== Record set

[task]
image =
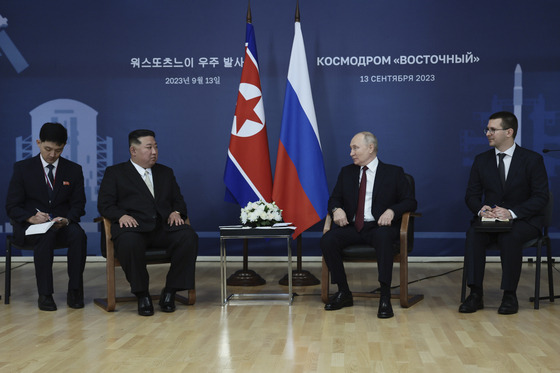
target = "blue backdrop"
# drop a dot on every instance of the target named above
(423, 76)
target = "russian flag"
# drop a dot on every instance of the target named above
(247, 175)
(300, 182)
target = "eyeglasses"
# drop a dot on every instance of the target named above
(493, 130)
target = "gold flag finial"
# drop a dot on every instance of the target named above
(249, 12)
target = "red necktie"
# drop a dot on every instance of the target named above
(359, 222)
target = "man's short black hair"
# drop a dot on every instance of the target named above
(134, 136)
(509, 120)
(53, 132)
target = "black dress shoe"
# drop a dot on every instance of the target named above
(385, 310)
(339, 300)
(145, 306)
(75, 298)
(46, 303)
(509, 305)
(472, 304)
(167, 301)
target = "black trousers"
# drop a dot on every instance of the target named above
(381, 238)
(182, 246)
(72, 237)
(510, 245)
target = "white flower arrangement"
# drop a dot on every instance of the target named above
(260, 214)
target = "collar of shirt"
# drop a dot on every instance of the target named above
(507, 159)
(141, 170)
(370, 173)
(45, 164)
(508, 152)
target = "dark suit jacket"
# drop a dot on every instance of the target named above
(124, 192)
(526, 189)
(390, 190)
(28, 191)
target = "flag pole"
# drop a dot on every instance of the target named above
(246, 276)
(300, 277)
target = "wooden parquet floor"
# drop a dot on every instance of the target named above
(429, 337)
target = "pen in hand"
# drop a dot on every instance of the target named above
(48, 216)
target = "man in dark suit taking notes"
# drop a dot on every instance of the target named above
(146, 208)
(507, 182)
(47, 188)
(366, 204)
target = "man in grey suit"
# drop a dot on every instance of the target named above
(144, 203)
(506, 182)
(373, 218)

====

### Your objective
Render the rows above as a two-column CSV with the columns "prompt" and "points". Give one line per row, with the row's text and its answer each in a single quoted field, line breaks replaced by spaces, and the pictures left out.

### Answer to the task
prompt,points
"[task] image = target = ""blue backdrop"" # drop a dot on every instance of the target named above","(423, 76)"
"target = ""russian flag"" # drop a dot on every instance of the target named above","(247, 175) (300, 182)"
"target = ""eyeglasses"" # drop a dot on every instance of the target named above","(493, 130)"
"target = ""gold flag finial"" # drop a dot on every instance of the target named above","(249, 12)"
"target = ""red necktie"" # drop a dot on every instance of the target named above","(359, 222)"
"target = ""man's short black hair"" # drop a dot on every instance of the target named above","(134, 136) (509, 120) (53, 132)"
"target = ""black dress shoe"" # drop a dot on every instance of the target named above","(385, 310) (339, 300) (145, 306) (75, 298) (46, 303) (509, 305) (472, 304) (167, 301)"
"target = ""black trousers"" # drop a dot on every instance of the target named above","(381, 238) (182, 246) (72, 237) (510, 245)"
"target = ""white flower arrangement"" # drop a dot on every instance of the target named above","(260, 214)"
"target = ""collar of shirt"" # drop a dot on every instance of the target named above","(507, 159) (141, 170) (370, 173) (45, 164) (508, 152)"
"target = ""dark suit jacket"" # drop a dot on every instance of the target named above","(124, 192) (526, 189) (390, 190) (28, 191)"
"target = ""flag pole"" # drop a dot on every instance of the target named above","(246, 276) (300, 277)"
"target = ""wooden parquet floor"" # drop a dot on every instance of the target named above","(429, 337)"
"target = ""pen in hand"" # drop a dot on every instance of the target named above","(48, 216)"
"target = ""man in dark suit taking notes"" # drop a dot on every instance of the target named above","(146, 208) (507, 182) (47, 188) (366, 204)"
"target = ""man in grey suit"" # drop a dot on every instance of the target named above","(144, 203) (506, 182) (373, 218)"